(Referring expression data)
+ + + +
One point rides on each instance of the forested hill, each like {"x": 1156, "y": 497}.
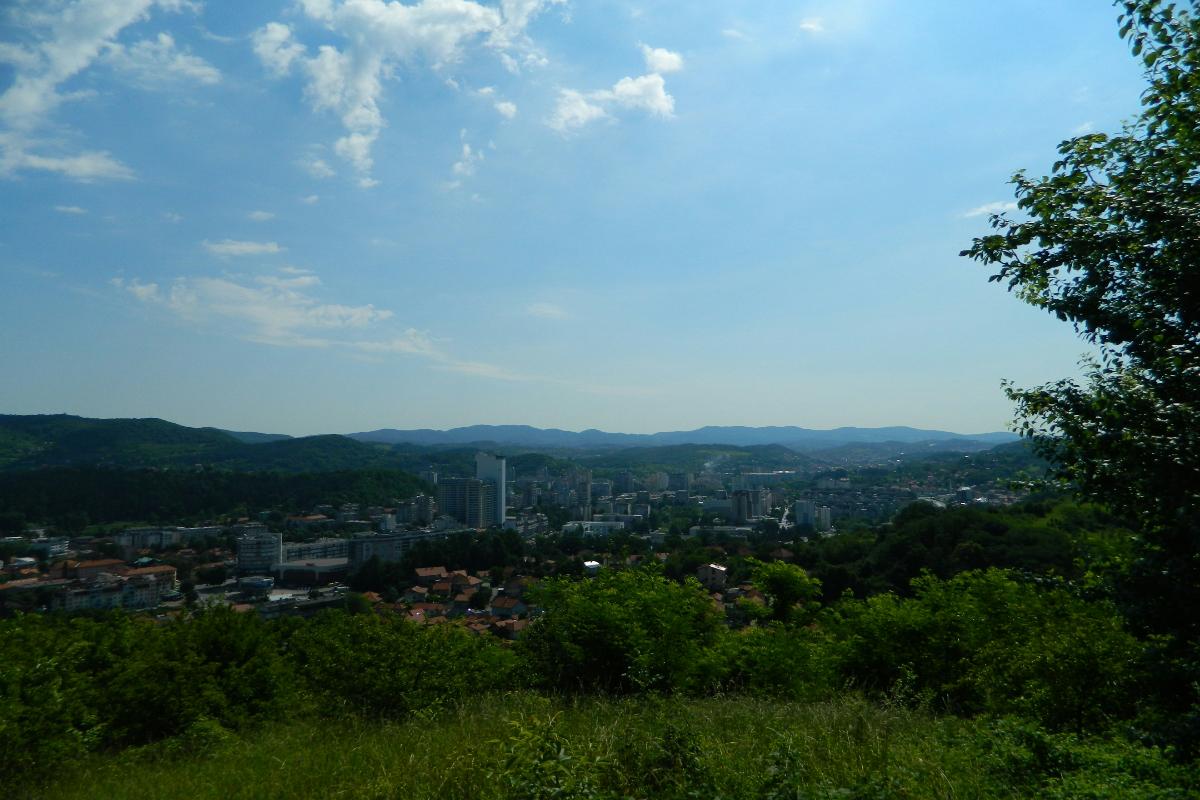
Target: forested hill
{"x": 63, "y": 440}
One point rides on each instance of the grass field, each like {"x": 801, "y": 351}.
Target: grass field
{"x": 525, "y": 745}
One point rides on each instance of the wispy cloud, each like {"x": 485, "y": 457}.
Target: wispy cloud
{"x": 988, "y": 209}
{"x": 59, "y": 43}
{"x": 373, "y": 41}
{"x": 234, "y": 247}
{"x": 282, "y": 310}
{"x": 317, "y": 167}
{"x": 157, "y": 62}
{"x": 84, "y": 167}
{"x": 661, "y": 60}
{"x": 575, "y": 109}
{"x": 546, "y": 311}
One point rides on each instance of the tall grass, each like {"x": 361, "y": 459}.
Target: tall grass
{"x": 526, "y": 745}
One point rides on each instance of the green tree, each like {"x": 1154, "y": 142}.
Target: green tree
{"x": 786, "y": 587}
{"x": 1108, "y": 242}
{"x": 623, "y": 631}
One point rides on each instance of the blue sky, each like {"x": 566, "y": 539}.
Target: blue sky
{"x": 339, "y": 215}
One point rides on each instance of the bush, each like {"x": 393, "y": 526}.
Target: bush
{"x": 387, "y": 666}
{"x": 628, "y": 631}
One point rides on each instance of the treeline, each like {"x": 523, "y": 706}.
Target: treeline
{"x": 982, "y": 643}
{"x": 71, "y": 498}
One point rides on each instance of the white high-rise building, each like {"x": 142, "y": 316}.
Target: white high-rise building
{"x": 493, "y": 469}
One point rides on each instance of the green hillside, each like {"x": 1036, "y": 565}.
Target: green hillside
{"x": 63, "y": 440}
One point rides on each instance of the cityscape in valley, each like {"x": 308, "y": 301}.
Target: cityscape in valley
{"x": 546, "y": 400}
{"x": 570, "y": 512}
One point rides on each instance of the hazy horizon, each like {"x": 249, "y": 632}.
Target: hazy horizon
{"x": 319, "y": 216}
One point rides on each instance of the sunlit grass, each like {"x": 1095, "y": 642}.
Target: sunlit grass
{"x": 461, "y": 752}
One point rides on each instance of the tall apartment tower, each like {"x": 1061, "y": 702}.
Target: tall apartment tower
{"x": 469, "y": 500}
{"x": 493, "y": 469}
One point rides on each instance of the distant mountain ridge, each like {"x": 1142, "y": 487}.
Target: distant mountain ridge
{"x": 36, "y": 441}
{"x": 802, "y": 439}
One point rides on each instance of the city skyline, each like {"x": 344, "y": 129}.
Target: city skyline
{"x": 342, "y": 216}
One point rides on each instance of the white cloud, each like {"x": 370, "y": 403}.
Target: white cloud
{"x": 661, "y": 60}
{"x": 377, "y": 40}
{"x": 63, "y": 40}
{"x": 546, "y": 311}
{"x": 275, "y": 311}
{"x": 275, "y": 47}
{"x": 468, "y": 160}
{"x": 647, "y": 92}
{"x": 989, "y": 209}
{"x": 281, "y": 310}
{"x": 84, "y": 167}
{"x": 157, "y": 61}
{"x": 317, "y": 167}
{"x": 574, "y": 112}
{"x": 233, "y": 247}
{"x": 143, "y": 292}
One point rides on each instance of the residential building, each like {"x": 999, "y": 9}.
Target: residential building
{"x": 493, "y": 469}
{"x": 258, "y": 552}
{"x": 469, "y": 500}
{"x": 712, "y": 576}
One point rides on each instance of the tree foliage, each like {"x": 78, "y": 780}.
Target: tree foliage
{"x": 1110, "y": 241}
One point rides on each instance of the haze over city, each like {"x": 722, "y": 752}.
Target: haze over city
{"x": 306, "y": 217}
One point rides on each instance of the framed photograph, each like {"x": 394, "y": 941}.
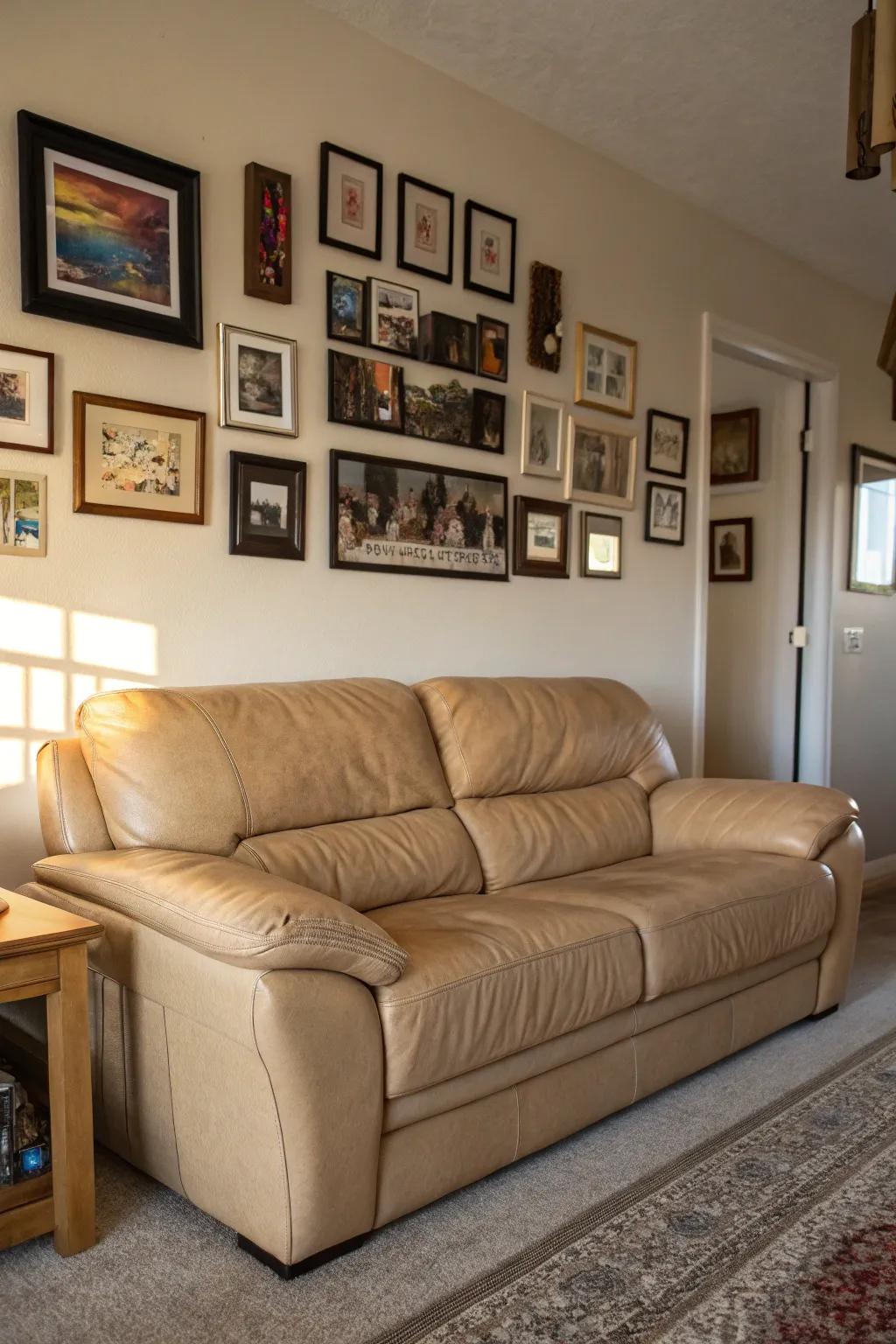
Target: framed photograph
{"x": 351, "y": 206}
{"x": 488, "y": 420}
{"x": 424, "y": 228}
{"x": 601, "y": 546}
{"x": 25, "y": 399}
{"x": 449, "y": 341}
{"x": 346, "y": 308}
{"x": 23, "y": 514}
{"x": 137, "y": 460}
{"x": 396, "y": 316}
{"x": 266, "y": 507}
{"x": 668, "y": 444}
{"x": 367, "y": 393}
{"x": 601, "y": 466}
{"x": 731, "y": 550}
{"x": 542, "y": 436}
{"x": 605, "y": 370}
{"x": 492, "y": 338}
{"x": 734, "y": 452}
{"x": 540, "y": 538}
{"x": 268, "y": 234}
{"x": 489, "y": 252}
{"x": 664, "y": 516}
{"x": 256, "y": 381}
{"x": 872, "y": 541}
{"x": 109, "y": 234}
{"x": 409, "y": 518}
+ + + +
If pictures appear in the data, do not print them; repeat the rest exactly.

Output of the task
One point rides on each instance of the forested hill, each like {"x": 1156, "y": 497}.
Target: forested hill
{"x": 63, "y": 440}
One point rides on each instance of the grass field, each like {"x": 801, "y": 351}.
Target: grass field
{"x": 525, "y": 745}
One point rides on each instance of the wispy cloud, each like {"x": 485, "y": 457}.
Target: wispy cloud
{"x": 988, "y": 209}
{"x": 59, "y": 43}
{"x": 373, "y": 41}
{"x": 234, "y": 247}
{"x": 282, "y": 310}
{"x": 317, "y": 167}
{"x": 157, "y": 62}
{"x": 84, "y": 167}
{"x": 661, "y": 60}
{"x": 575, "y": 109}
{"x": 546, "y": 311}
One point rides on each instance of the tall grass, each like {"x": 361, "y": 459}.
Target: tall grass
{"x": 526, "y": 745}
One point rides on each instance of the green tree, each like {"x": 1154, "y": 142}.
Target: green tree
{"x": 786, "y": 587}
{"x": 1108, "y": 242}
{"x": 623, "y": 631}
One point rides on each instance of the blue sky, each like {"x": 566, "y": 539}.
Target: blue sky
{"x": 339, "y": 215}
One point rides on each instance of the bush, each like {"x": 393, "y": 526}.
Target: bush
{"x": 387, "y": 666}
{"x": 628, "y": 631}
One point rides on each instance of the treeline, each like {"x": 523, "y": 706}.
Target: treeline
{"x": 982, "y": 643}
{"x": 71, "y": 498}
One point rides on each instance of the white high-rise building, each like {"x": 142, "y": 316}.
Target: white high-rise building
{"x": 493, "y": 469}
One point rides on each instance of the green hillside, each like {"x": 1036, "y": 565}.
Target: green hillside
{"x": 63, "y": 440}
One point rides on each instance of the cityscape in valley, each like {"x": 308, "y": 301}.
Target: cityscape in valley
{"x": 546, "y": 400}
{"x": 570, "y": 512}
One point rides on each instance of the hazy horizon, each like {"x": 249, "y": 632}.
Target: hazy horizon
{"x": 319, "y": 216}
One point rides on each instance of the sunlit grass, each like {"x": 1095, "y": 642}.
Target: sunlit grass
{"x": 461, "y": 752}
One point rides on each instance of the tall apartment tower, each like {"x": 1061, "y": 702}.
Target: tall apartment tower
{"x": 469, "y": 500}
{"x": 493, "y": 469}
One point rides on each instance of the distant mountain ridge, each like {"x": 1142, "y": 487}.
Target: distant mountain ridge
{"x": 36, "y": 441}
{"x": 802, "y": 439}
One point rides on each instance of the city skyline, each like {"x": 344, "y": 129}.
Target: city skyline
{"x": 342, "y": 216}
One point rides on each instance of the white cloud, each like {"x": 370, "y": 403}.
Target: white cloud
{"x": 661, "y": 60}
{"x": 377, "y": 40}
{"x": 63, "y": 40}
{"x": 546, "y": 311}
{"x": 275, "y": 311}
{"x": 275, "y": 47}
{"x": 468, "y": 160}
{"x": 647, "y": 92}
{"x": 989, "y": 209}
{"x": 281, "y": 310}
{"x": 84, "y": 167}
{"x": 157, "y": 61}
{"x": 317, "y": 167}
{"x": 574, "y": 112}
{"x": 233, "y": 247}
{"x": 143, "y": 292}
One point rides on each instance of the residential building, each like {"x": 999, "y": 9}.
Target: residential building
{"x": 493, "y": 469}
{"x": 258, "y": 552}
{"x": 469, "y": 500}
{"x": 712, "y": 576}
One point rides on each instance of the tree foliage, each like {"x": 78, "y": 780}.
Target: tree foliage
{"x": 1110, "y": 241}
One point rides on each instance of the haze over city, each like {"x": 722, "y": 752}.
Target: haze over city
{"x": 306, "y": 217}
One point rides on each instance of the framed photograph, each like {"x": 394, "y": 941}.
Target: framed photograph
{"x": 351, "y": 206}
{"x": 488, "y": 420}
{"x": 424, "y": 228}
{"x": 601, "y": 546}
{"x": 25, "y": 399}
{"x": 449, "y": 341}
{"x": 346, "y": 308}
{"x": 23, "y": 514}
{"x": 137, "y": 460}
{"x": 396, "y": 316}
{"x": 266, "y": 507}
{"x": 668, "y": 444}
{"x": 367, "y": 393}
{"x": 601, "y": 466}
{"x": 731, "y": 550}
{"x": 542, "y": 436}
{"x": 605, "y": 370}
{"x": 492, "y": 338}
{"x": 734, "y": 452}
{"x": 540, "y": 538}
{"x": 268, "y": 234}
{"x": 489, "y": 252}
{"x": 664, "y": 516}
{"x": 256, "y": 381}
{"x": 872, "y": 541}
{"x": 109, "y": 234}
{"x": 409, "y": 518}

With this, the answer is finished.